**DOCUMENT PASSAGE:**
****************************************

I’ll leave it to more talented wordsmiths to elaborate on the poignant poetic symbolism there.
Politically, Abrams’ move seemed destined to do two things: Cement her support against Democratic rival Stacey Evans (yes, both women are named Stacey with an “e”), and virtually guarantee enormous conservative turnout against her in the general election.
If you don’t believe that, remember what happened to former Gov. Roy Barnes’s reelection bid in 2002, when he suggested taking the Confederate emblem off the Georgia state flag.
His defeat at the hands of the “flaggers” arguably heralded the era of total Republican one-party dominance of Georgia politics (though that is admittedly an oversimplification).
While there was certainly support at the time for changing the outdated Georgia flag—with its design firmly rooted in the segregationist era—events showed that the more fierce and longer-lasting passion was on the side of those who didn’t want it changed.
But you say that times are different now? That Georgia has many more transplants from more liberal areas of the country? That minority voters today are much more engaged and willing to demand that their voices and concerns be heard?
You would be absolutely right.
But the question is, how right? Right enough to overcome inertia on the subject of taking down monuments? For every vote you gain by suggesting we do that, how many do you lose?
It is possible that this is one of the those moral issues that is simply beyond the scope of the ballot box to credibly deal with. Nonetheless, the ballot box is always a reality to be confronted in some form or fashion.
Former Democratic strategist and CNN analyst Paul Begala recently said that on the monument issue, Democrats might be “driving straight into a trap Trump has set.”
That seems to be giving Trump far too much credit. But it will be interesting to see moving forward who has stronger legs—the people who want the monuments removed, or the monuments themselves.

****************************************

**STORED RECORDS:**
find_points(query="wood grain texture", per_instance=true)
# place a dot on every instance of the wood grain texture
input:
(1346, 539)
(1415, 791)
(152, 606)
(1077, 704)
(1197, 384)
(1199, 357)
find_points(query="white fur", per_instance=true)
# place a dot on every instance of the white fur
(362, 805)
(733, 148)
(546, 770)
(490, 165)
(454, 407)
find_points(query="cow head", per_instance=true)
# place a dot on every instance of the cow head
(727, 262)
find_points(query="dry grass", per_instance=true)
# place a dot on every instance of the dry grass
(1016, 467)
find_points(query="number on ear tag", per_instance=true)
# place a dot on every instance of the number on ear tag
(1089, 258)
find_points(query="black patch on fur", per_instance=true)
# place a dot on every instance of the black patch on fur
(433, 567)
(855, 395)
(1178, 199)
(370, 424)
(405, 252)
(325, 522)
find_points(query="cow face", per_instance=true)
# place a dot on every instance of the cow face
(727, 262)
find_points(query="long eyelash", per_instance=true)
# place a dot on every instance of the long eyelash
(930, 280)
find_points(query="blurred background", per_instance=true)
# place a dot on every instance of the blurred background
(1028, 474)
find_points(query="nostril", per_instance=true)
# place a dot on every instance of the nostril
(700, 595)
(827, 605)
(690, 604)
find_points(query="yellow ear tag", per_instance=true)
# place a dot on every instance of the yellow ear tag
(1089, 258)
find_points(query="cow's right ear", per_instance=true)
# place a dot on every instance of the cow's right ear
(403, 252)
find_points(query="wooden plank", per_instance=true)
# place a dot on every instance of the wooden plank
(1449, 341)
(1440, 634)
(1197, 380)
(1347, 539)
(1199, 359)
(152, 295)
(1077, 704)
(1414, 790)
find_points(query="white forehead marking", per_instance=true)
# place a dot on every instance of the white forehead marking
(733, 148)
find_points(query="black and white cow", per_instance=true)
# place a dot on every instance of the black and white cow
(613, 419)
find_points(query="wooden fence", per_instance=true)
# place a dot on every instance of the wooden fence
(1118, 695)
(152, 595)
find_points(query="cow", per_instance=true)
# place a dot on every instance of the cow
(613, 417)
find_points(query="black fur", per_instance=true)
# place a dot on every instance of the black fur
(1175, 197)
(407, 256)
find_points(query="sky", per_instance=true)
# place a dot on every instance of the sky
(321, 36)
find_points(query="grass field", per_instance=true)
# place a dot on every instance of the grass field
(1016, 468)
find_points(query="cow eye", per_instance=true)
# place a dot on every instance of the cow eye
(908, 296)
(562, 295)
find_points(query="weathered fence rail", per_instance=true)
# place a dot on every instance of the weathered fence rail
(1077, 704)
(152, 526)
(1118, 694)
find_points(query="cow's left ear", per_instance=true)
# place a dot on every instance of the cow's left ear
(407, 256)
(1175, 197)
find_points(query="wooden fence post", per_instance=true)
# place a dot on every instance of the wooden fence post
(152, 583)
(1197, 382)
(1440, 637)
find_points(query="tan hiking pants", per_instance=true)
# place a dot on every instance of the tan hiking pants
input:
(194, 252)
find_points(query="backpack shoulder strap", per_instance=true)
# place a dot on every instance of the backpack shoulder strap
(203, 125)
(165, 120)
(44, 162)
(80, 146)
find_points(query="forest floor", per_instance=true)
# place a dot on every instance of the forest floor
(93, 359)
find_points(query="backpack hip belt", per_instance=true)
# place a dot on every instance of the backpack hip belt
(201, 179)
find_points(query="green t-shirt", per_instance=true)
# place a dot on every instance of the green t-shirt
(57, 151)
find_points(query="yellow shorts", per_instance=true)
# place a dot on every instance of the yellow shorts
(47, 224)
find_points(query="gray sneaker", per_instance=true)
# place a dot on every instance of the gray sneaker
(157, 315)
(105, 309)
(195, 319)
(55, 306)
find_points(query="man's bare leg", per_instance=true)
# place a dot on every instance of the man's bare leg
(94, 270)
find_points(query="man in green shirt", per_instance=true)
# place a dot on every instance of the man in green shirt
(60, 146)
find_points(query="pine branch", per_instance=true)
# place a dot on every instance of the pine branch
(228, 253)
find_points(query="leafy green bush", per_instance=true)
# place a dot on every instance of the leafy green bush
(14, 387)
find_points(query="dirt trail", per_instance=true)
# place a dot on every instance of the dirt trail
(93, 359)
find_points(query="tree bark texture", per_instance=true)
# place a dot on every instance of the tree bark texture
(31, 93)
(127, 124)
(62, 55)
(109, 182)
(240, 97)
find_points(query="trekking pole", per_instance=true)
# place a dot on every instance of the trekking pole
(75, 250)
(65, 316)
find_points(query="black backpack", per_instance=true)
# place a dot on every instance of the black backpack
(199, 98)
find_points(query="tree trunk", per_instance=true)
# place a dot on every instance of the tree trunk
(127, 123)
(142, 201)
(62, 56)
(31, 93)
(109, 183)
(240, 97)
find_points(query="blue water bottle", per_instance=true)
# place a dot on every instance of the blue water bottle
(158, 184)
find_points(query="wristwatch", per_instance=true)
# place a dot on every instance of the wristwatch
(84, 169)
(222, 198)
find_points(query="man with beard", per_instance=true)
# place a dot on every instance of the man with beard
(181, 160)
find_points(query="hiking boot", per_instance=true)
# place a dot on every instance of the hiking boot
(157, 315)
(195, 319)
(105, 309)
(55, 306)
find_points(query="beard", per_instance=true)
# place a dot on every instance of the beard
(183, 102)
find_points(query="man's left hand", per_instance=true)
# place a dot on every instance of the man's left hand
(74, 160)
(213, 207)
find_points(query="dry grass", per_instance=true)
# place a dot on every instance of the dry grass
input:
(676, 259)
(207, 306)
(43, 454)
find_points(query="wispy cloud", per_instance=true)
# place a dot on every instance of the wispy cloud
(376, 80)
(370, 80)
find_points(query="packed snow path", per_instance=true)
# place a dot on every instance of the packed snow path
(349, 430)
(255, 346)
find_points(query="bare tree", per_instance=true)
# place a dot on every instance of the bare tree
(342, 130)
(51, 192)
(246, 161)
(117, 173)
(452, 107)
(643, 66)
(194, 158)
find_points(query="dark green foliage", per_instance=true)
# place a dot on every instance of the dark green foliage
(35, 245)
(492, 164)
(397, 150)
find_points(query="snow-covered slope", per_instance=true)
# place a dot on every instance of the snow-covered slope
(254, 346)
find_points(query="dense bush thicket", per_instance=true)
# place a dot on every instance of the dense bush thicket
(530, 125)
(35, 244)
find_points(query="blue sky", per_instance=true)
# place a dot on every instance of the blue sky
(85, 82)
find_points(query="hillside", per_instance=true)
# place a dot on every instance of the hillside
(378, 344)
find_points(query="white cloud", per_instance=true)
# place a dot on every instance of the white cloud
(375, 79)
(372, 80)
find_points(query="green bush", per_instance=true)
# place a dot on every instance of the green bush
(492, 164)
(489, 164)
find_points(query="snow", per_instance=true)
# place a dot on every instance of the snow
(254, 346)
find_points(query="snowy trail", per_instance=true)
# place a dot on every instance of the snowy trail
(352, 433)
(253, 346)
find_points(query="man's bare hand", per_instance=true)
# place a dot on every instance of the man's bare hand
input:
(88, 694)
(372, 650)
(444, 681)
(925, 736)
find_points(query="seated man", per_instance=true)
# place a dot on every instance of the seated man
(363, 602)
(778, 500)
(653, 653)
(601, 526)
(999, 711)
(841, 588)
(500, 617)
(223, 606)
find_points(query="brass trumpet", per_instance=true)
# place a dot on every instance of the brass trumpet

****************************************

**DIRECTIONS:**
- a) According to the Georgia politics passage, what did former Gov. Roy Barnes suggest in 2002 during his reelection bid?
- b) Please repeat the Georgia politics passage word for word, from "But the question" up to and including "do you lose?".

**THE SOLUTIONS:**
- a) He suggested taking the Confederate emblem off the Georgia state flag.

- b)
But the question is, how right? Right enough to overcome inertia on the subject of taking down monuments? For every vote you gain by suggesting we do that, how many do you lose?